Supplied entries:
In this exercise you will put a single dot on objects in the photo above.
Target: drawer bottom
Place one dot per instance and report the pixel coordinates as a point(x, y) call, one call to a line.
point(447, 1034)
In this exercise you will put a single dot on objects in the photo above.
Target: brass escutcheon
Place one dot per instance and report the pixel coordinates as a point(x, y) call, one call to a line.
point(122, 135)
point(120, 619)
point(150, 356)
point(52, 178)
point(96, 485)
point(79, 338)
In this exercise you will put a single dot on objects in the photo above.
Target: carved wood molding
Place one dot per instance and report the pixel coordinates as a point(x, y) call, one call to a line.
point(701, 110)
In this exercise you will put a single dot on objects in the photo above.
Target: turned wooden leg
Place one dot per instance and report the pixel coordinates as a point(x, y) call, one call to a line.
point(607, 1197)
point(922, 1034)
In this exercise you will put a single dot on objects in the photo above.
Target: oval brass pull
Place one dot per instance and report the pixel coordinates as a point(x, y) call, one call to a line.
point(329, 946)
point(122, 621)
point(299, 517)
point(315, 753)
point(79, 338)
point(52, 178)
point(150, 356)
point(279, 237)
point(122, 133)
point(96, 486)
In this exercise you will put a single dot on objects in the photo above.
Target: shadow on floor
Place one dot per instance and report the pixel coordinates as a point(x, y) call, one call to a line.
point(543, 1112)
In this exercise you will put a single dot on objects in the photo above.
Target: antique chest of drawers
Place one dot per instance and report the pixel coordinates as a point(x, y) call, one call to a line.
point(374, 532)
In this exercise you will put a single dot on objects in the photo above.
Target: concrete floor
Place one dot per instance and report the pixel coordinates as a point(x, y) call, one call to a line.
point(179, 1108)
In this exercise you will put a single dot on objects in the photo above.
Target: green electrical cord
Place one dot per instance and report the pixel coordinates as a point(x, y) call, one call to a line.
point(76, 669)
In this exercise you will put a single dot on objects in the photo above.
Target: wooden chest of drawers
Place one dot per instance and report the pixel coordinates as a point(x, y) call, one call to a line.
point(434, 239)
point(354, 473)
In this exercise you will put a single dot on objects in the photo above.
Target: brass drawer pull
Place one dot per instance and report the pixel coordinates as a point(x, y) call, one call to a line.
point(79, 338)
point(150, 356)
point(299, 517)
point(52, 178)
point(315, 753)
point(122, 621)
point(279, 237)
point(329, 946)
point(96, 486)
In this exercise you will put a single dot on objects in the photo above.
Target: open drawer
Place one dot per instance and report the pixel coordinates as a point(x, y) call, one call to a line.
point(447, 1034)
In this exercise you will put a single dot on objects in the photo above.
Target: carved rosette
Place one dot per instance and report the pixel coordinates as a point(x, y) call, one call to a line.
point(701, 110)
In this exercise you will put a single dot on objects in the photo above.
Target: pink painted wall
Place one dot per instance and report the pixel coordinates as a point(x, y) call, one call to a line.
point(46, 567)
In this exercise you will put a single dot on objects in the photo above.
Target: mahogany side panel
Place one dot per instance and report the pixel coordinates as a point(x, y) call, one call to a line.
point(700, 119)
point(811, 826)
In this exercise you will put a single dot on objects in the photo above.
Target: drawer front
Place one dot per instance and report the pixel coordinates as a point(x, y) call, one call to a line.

Your objective:
Reproduce word for word the material above, starting with the line that has "Target: pink painted wall" and stopping after the line that has "Target: mahogany side panel".

The answer:
Target: pink painted wall
Place one dot per instance and report the pixel coordinates as a point(x, y) call, one call to a line.
point(46, 567)
In this exercise you will put a single dot on objects in the photo above.
Target: mahogany side panel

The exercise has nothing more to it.